_RECORDED DATA_
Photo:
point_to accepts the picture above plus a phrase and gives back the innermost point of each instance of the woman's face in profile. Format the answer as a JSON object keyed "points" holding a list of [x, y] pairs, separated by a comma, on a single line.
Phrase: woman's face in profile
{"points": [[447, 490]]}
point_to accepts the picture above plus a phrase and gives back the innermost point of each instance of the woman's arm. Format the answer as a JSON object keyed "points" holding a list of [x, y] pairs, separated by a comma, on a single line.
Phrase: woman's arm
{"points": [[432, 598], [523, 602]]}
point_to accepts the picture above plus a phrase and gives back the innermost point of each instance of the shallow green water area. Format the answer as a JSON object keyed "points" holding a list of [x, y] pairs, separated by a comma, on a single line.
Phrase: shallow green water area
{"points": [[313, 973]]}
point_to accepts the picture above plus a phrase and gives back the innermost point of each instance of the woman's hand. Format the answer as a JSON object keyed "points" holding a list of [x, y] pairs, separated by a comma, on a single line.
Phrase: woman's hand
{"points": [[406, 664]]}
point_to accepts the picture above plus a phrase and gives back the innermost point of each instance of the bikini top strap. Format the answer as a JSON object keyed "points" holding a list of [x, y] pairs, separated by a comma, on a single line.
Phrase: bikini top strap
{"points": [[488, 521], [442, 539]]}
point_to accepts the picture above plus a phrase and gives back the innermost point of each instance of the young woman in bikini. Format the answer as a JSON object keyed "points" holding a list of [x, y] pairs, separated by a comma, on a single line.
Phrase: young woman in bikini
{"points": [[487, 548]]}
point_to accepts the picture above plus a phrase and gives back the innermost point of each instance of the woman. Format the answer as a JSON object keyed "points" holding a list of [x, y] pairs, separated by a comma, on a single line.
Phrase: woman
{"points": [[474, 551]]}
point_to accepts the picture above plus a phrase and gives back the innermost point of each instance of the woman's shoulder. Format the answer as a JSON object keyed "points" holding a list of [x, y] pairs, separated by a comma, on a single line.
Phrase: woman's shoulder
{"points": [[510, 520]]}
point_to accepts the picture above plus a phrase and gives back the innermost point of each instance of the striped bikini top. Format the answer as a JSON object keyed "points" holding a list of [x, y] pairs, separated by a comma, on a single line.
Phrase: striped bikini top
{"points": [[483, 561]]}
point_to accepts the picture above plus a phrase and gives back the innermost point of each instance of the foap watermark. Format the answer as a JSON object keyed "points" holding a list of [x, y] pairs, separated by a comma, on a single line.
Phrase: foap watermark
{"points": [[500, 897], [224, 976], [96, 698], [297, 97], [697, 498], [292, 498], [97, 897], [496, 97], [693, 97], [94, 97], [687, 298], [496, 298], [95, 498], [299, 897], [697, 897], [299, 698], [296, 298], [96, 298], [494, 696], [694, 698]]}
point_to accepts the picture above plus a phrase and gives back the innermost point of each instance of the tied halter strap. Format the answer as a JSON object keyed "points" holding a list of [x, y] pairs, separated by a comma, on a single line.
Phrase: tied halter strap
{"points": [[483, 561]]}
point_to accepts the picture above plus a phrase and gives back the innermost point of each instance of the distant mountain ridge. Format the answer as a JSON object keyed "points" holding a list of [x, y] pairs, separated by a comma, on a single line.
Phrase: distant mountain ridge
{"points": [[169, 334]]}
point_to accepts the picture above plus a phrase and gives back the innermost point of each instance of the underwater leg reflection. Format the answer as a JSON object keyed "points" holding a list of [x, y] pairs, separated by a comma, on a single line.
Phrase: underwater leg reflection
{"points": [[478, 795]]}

_YOUR TASK_
Output the entire listing above, character for character.

_TASK OUTPUT_
Photo:
point_to accepts the picture above plus a phrase and gives back the innermost point of each instance of the woman's face in profile. Format the answer as a JSON object keyed "points" holding a list of [x, y] pairs, separated by a comma, on a single line.
Phrase: woman's face in profile
{"points": [[447, 490]]}
point_to accepts the picture above plus a phrase and gives back the innermost point of each instance of the woman's arm. Format the answer as a JSON object keyed "points" holding a list of [x, y] pairs, separated by a comma, on a single line.
Phrase: woman's arm
{"points": [[432, 598], [523, 602]]}
point_to accepts the picture above plus a phrase and gives back the innermost point of each instance of the shallow green water area. Format the answer as a JSON object keyed "points" holding a list of [x, y] pairs, separated by a comma, on a single line.
Phrase: shallow green water area
{"points": [[313, 973]]}
point_to accepts the picture above plus a phrase and gives back the innermost point of each instance of the woman's hand. Format the answer as a JSON object keyed "points" holding a list of [x, y] pairs, separated by a comma, on a single line.
Phrase: woman's hand
{"points": [[406, 664]]}
point_to accepts the picture above plus a phrase and gives back the innermost point of each instance of the bikini top strap. Format the answer as a JSON object keyed "points" holding a list of [x, y] pairs, separated by a comma, on a single line.
Phrase: bikini top strap
{"points": [[488, 521], [442, 539]]}
point_to accepts the picture above plus a phrase and gives back the innermost point of each instance of the young woman in bikini. Format the answer as a JSON object keyed "points" holding a list of [x, y] pairs, separated by a comma, on a single line.
Phrase: young woman in bikini
{"points": [[487, 548]]}
point_to accepts the picture above plus a phrase and gives back the innermost point of each instance of the woman. Format the answer as a JSON object keyed "points" holding a list of [x, y] pairs, separated by a comma, on a single line.
Phrase: woman
{"points": [[474, 551]]}
point_to accepts the picture above plus a phrase and gives back the innermost point of each instance of the woman's shoulder. Format the answer as a JSON object keyed "points" holding a list of [x, y] pairs, separated by a comma, on a single line.
Phrase: woman's shoulder
{"points": [[510, 520]]}
point_to accepts the picture above plus a phrase and gives back the innermost point of each instance of the striped bikini top. Format the answer as a JSON object keyed "points" holding a list of [x, y] pairs, separated by a comma, on a single line.
Phrase: striped bikini top
{"points": [[483, 561]]}
point_to accepts the picture above plus a phrase and gives back the innermost point of each instance of the foap watermark. Format the answer as a JSON object keyed "points" holding a list of [x, y] pairs, separated by a comma, on a single line.
Phrase: foap watermark
{"points": [[500, 897], [224, 976], [96, 698], [297, 97], [697, 498], [292, 498], [97, 897], [496, 97], [693, 97], [94, 97], [687, 298], [496, 298], [95, 498], [299, 897], [697, 897], [299, 698], [296, 298], [96, 298], [494, 696], [694, 698]]}
point_to accepts the picture above plus a phrase and gives back the innermost point of each instance of the tied halter strap. Format the answer as a JSON object keyed "points" holding a list of [x, y] pairs, separated by a comma, on a single line.
Phrase: tied halter strap
{"points": [[483, 561]]}
point_to accepts the picture above plus a phrase and gives back the innermost point of each instance of the distant mountain ridge. Format the answer as a JSON object keyed "points" holding a list of [x, y] pairs, separated by a comma, on a single line.
Phrase: distant mountain ridge
{"points": [[169, 334]]}
point_to accepts the picture above plus a phrase and gives back the innermost point of each instance of the underwater leg reflection. Format the answer as a JSON object keyed "points" holding a list of [x, y] pairs, separated by a comma, on a single line.
Phrase: underwater leg reflection
{"points": [[478, 795]]}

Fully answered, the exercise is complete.